TASK TO CARRY OUT — Pick out each line of the listing below that contains the string "with". Case counts.

RECORDS PROVIDED —
· · ·

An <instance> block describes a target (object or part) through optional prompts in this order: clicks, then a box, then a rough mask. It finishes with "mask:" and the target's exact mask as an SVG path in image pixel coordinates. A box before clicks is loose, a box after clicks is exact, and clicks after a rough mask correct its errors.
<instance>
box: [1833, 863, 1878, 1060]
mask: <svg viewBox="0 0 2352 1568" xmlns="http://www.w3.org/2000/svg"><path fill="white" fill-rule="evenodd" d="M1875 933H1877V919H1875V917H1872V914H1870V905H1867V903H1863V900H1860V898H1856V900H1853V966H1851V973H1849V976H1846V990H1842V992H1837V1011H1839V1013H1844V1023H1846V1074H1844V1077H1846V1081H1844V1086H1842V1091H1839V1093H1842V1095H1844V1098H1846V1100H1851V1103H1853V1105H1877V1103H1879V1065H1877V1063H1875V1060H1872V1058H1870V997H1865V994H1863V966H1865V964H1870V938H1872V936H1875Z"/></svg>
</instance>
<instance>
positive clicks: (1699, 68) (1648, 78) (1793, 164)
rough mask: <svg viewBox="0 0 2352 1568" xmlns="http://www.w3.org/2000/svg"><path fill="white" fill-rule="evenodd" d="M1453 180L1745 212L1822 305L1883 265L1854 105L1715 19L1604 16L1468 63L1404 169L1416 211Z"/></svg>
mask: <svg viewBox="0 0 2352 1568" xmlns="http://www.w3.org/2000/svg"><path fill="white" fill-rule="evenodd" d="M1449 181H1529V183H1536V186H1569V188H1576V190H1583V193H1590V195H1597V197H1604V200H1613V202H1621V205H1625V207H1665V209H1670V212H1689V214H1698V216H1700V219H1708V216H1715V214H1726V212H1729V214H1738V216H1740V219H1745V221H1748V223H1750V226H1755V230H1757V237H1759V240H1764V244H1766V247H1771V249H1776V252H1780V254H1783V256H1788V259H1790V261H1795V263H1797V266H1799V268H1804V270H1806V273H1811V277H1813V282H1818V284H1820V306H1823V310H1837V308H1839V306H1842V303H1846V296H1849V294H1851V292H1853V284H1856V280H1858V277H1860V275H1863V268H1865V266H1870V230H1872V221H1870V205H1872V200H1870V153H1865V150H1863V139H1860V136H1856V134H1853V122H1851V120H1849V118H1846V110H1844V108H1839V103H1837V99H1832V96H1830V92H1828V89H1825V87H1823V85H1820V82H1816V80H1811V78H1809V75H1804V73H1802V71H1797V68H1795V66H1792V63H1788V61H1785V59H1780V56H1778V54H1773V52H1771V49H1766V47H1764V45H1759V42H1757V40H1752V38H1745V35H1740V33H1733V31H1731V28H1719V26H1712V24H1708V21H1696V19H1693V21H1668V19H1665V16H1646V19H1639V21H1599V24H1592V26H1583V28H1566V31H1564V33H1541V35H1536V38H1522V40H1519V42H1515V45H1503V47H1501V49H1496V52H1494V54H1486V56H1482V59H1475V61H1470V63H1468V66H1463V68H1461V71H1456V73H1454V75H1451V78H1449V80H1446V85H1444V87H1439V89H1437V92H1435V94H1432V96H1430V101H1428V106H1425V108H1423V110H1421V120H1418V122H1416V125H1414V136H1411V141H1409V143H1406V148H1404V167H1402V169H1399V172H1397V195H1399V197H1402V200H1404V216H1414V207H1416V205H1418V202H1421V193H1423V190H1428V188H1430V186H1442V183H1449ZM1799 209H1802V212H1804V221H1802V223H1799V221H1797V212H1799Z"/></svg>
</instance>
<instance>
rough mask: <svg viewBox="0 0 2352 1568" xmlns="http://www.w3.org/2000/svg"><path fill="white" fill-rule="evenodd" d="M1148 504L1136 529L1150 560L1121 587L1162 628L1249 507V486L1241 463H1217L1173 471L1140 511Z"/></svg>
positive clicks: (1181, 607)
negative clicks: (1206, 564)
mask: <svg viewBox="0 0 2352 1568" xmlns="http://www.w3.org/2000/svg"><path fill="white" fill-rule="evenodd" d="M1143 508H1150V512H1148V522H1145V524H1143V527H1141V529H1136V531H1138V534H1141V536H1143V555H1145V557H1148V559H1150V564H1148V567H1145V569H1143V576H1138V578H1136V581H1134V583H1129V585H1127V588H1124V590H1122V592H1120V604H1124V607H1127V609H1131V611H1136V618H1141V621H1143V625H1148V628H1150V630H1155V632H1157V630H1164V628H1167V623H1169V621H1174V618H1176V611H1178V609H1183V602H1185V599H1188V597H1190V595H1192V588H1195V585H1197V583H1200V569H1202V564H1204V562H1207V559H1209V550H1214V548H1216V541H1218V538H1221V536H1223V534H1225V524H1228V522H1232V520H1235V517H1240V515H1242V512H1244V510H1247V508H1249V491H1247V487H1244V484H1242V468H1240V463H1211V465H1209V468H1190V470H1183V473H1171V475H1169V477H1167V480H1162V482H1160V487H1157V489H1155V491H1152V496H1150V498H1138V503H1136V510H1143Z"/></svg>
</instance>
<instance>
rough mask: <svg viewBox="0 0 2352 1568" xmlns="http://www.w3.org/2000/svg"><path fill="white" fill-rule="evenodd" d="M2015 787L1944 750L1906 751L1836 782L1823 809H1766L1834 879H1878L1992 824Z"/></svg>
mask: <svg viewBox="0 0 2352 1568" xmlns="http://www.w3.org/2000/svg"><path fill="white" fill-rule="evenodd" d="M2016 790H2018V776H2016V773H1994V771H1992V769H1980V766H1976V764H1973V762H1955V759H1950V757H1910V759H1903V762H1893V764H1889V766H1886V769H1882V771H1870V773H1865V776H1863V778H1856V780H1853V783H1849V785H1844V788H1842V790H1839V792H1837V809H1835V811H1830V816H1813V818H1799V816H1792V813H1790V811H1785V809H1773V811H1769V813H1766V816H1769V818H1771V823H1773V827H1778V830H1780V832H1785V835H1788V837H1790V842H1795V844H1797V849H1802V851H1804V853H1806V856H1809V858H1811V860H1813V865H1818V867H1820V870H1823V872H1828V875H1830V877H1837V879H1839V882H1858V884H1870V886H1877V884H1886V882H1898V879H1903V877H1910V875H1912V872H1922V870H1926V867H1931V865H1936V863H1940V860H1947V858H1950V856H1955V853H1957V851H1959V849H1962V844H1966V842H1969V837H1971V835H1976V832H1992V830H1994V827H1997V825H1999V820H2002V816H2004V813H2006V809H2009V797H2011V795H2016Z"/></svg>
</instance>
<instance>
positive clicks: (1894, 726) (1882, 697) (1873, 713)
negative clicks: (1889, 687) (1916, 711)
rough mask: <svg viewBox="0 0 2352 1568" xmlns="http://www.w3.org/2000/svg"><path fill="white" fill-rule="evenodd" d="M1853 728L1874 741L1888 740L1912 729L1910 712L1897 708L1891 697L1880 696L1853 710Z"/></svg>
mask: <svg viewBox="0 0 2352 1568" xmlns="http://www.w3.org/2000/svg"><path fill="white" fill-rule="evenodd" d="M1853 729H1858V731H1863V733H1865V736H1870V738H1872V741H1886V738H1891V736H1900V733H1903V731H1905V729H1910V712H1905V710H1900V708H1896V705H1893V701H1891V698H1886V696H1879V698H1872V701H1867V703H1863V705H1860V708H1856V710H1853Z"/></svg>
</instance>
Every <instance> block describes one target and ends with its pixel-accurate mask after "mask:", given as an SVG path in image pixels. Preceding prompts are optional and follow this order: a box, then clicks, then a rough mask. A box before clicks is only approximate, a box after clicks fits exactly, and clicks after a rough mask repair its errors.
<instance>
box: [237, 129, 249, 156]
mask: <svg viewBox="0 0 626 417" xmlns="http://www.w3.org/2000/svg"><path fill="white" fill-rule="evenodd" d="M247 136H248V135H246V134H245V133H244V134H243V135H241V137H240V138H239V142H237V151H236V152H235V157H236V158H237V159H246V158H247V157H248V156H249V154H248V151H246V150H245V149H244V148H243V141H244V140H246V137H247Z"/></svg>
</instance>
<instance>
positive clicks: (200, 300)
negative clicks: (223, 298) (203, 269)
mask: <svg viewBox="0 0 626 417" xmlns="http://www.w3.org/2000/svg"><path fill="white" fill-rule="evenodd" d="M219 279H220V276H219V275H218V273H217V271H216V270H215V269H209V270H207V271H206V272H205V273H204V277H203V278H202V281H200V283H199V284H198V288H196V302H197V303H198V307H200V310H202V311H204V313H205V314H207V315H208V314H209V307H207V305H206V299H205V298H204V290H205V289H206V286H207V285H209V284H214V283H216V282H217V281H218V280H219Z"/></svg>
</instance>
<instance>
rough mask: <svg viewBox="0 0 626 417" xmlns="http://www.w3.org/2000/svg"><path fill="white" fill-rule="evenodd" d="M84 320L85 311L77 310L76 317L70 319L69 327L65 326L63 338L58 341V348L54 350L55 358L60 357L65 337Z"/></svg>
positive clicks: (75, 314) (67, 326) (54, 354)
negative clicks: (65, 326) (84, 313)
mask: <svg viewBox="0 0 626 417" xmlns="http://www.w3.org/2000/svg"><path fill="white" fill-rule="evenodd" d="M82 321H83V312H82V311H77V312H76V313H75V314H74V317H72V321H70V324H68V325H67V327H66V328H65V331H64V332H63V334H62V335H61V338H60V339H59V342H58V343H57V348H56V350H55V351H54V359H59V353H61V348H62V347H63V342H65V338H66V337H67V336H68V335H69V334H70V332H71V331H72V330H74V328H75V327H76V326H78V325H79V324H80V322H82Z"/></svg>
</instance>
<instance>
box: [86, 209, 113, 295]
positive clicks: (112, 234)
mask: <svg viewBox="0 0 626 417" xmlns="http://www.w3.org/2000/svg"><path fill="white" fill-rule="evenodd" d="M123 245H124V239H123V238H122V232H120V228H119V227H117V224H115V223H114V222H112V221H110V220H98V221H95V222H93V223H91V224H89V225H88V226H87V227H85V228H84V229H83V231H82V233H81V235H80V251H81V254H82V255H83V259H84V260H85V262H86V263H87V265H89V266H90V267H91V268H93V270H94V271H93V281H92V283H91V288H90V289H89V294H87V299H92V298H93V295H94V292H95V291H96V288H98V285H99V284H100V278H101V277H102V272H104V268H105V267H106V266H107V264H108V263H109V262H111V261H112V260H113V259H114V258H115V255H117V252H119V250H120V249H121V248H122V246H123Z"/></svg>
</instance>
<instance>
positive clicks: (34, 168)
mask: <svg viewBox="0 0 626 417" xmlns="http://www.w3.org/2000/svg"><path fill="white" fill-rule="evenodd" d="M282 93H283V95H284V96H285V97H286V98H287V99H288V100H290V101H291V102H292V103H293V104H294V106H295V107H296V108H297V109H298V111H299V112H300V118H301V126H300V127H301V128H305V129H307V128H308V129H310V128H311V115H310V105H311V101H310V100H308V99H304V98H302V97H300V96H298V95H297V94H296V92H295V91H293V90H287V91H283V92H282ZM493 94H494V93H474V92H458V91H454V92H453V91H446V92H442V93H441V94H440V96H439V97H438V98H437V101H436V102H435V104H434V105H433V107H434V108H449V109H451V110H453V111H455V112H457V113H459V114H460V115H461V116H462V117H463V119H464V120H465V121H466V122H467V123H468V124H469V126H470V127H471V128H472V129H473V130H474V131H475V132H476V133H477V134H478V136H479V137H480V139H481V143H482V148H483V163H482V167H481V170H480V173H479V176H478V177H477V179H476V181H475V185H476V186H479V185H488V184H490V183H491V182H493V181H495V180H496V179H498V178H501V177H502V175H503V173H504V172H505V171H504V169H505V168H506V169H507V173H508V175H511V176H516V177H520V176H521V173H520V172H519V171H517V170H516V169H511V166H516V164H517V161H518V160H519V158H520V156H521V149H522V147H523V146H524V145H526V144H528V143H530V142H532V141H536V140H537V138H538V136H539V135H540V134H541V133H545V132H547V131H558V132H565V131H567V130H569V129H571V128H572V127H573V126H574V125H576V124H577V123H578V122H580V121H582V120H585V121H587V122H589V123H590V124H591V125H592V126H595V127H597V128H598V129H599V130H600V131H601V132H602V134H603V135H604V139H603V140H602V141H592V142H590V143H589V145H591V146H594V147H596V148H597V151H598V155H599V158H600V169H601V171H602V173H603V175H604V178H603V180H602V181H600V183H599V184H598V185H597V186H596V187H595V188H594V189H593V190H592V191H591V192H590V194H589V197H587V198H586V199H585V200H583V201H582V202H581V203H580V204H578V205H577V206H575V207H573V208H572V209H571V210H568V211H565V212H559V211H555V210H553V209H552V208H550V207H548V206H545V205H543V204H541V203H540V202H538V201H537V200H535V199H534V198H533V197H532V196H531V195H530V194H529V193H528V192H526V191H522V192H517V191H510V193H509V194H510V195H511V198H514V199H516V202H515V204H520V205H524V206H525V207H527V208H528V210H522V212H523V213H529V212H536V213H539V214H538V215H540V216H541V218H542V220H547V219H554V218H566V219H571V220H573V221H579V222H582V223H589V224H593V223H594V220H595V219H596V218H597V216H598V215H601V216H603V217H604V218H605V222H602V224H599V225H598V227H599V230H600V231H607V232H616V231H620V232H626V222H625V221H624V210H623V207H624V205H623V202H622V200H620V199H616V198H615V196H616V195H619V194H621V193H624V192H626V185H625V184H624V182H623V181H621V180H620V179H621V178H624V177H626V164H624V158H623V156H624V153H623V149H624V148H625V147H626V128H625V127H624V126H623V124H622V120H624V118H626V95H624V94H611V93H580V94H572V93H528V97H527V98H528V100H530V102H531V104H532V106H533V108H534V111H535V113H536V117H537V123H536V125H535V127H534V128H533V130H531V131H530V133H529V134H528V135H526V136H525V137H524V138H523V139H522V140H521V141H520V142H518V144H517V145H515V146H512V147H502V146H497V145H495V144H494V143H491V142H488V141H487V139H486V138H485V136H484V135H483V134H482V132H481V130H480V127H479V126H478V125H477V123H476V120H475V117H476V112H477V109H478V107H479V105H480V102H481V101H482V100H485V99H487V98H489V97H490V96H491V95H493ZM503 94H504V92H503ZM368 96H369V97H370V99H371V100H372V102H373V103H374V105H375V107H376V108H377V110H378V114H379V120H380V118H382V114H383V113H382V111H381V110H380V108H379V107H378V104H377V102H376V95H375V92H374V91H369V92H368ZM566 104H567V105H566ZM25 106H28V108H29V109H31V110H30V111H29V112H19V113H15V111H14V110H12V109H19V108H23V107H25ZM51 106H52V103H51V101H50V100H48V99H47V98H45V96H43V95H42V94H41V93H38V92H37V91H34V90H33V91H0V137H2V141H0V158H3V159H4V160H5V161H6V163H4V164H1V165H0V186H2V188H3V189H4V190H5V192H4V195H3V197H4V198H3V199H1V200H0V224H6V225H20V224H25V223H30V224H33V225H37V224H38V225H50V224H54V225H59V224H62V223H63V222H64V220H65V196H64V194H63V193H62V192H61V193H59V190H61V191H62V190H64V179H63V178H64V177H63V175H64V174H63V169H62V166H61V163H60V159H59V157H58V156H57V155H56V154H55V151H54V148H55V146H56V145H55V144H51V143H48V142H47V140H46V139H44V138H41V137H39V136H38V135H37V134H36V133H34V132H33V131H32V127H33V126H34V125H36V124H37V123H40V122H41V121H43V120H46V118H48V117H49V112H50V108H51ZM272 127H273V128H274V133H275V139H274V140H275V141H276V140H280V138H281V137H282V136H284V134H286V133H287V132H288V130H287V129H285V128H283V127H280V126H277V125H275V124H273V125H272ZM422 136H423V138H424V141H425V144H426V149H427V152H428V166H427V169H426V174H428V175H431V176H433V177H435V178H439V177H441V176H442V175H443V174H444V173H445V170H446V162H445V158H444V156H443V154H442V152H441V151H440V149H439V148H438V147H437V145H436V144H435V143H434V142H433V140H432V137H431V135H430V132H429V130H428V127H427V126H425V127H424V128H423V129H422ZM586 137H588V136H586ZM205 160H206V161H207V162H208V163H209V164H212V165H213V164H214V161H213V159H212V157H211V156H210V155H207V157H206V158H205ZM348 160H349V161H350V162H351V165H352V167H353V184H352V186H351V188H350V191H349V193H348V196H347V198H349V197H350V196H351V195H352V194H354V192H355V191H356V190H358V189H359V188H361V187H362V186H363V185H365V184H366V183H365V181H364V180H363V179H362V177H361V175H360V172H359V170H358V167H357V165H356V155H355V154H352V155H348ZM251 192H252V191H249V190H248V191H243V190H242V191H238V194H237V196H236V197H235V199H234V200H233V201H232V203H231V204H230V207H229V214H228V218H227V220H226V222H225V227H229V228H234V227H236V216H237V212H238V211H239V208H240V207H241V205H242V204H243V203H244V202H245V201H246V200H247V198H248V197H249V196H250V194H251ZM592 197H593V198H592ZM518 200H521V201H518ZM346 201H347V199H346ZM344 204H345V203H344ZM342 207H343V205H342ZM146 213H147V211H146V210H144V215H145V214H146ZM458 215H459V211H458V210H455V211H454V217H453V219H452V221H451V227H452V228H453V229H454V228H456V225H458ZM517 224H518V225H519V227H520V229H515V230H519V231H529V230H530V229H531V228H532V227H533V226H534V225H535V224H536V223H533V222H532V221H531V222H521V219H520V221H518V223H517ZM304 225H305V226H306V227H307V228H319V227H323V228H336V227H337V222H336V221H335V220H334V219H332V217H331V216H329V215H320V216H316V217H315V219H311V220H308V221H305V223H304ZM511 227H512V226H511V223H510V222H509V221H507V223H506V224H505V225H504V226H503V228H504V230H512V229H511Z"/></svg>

· · ·

REPLY TO THE EXERCISE —
An <instance> block describes a target (object or part) through optional prompts in this order: clicks, then a box, then a rough mask. It finishes with "mask:" and the target's exact mask as an SVG path in image pixel coordinates. A box before clicks is loose, a box after clicks is exact, and clicks after a rough mask correct its errors.
Every <instance> block describes one target and ends with its pixel-accurate mask after "mask:", given as an SVG path in image pixels. Preceding prompts are optional and follow this order: a box, then clicks, then a rough mask. A box before clicks is only approximate, a box after clicks fits exactly, and clicks after a rough mask repair its errors.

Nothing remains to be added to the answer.